┌────────

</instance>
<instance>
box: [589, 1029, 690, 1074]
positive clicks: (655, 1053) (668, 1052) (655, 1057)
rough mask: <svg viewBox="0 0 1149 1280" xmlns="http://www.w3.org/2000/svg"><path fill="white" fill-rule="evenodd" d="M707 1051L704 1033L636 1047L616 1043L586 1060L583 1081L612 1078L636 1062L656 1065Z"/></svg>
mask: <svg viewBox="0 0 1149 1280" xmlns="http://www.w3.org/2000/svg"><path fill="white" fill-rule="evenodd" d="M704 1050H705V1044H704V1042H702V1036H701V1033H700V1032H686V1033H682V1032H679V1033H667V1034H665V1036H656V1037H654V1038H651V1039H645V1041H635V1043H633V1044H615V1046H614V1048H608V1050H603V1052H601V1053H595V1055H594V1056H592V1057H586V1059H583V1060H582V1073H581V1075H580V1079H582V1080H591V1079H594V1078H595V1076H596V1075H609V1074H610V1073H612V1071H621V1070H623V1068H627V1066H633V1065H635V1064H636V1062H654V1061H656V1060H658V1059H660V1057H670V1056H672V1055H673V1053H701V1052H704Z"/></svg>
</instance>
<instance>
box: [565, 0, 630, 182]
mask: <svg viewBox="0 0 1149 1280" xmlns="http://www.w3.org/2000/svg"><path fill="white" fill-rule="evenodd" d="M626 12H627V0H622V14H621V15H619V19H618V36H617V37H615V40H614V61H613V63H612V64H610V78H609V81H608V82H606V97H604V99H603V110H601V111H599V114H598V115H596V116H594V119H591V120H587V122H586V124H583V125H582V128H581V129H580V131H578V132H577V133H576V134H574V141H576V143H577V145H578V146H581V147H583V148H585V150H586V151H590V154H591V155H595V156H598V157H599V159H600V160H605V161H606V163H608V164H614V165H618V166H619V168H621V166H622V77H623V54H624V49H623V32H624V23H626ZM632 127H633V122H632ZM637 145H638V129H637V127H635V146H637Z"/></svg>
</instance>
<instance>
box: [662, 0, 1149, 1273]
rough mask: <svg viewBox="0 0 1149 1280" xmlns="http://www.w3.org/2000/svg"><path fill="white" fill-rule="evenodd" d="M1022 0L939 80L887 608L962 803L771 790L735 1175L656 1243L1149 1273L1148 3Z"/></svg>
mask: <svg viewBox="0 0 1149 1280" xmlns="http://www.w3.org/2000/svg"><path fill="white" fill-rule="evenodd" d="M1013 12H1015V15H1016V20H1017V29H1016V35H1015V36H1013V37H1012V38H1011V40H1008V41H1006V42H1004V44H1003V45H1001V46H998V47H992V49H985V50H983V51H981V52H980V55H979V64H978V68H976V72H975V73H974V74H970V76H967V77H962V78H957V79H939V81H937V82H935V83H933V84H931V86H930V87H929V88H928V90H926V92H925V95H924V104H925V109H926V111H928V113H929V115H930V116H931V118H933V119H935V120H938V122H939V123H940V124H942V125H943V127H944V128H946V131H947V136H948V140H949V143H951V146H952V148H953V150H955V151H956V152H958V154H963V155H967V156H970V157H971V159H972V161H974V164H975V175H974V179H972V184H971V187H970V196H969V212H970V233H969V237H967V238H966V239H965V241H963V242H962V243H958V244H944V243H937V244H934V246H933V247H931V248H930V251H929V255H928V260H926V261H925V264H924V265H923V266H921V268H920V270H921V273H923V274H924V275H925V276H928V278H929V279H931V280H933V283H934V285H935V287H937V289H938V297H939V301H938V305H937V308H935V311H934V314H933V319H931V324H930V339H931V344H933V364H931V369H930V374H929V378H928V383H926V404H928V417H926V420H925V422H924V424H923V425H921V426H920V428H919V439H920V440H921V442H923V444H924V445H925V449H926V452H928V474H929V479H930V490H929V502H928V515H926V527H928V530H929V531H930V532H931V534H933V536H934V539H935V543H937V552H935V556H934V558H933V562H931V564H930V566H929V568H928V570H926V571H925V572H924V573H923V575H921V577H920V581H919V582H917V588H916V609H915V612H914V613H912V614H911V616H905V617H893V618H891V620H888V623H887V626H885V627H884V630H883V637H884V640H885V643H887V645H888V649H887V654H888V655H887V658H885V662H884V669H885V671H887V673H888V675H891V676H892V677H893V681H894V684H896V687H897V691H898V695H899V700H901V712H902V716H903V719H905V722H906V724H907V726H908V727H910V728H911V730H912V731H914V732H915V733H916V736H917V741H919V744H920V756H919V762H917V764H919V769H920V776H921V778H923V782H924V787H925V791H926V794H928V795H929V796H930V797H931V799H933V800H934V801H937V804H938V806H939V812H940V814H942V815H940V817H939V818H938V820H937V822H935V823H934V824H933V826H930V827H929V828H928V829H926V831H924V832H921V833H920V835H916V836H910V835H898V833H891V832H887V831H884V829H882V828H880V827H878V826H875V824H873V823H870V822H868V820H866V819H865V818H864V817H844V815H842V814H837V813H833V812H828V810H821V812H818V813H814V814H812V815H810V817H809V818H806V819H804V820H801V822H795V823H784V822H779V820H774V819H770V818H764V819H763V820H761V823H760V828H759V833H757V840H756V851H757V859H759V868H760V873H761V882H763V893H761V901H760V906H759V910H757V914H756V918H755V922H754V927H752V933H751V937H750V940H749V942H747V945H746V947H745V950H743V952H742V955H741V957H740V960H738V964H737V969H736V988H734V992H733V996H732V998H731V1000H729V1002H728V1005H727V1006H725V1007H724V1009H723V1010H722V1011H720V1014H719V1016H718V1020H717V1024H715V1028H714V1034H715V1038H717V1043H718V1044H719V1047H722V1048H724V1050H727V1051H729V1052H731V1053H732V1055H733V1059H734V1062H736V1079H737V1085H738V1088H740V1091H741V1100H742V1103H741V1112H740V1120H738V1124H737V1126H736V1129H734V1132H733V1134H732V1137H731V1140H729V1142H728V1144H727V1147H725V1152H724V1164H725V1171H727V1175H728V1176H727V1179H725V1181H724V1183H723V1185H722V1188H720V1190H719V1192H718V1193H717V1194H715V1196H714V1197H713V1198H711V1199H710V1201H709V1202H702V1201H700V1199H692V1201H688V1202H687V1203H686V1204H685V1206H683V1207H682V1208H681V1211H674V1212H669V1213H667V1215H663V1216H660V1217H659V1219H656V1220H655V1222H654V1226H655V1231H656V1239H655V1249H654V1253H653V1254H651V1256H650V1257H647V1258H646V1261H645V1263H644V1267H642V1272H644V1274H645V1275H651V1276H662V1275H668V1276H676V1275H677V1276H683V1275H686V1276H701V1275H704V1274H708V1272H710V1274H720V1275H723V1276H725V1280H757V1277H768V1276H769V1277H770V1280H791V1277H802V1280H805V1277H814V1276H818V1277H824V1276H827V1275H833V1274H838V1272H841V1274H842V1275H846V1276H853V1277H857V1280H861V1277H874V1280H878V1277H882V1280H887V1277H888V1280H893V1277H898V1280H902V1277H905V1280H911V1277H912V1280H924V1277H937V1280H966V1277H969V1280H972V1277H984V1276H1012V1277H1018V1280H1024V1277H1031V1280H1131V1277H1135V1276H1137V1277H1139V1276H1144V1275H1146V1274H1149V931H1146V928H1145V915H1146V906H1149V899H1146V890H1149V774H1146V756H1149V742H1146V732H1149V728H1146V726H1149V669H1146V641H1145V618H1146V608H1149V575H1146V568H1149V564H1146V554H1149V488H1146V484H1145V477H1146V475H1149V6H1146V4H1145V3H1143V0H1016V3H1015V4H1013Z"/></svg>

└────────

**EXERCISE GOAL:** Reproduce the listing verbatim, from its first line through the line containing "1051L704 1033L636 1047L616", with both of those lines included.

**RESULT OF THIS EXERCISE:**
</instance>
<instance>
box: [589, 1029, 690, 1074]
positive clicks: (655, 1053) (668, 1052) (655, 1057)
rough mask: <svg viewBox="0 0 1149 1280" xmlns="http://www.w3.org/2000/svg"><path fill="white" fill-rule="evenodd" d="M707 1051L704 1033L636 1047L616 1043L586 1060L583 1081L612 1078L636 1062L656 1065Z"/></svg>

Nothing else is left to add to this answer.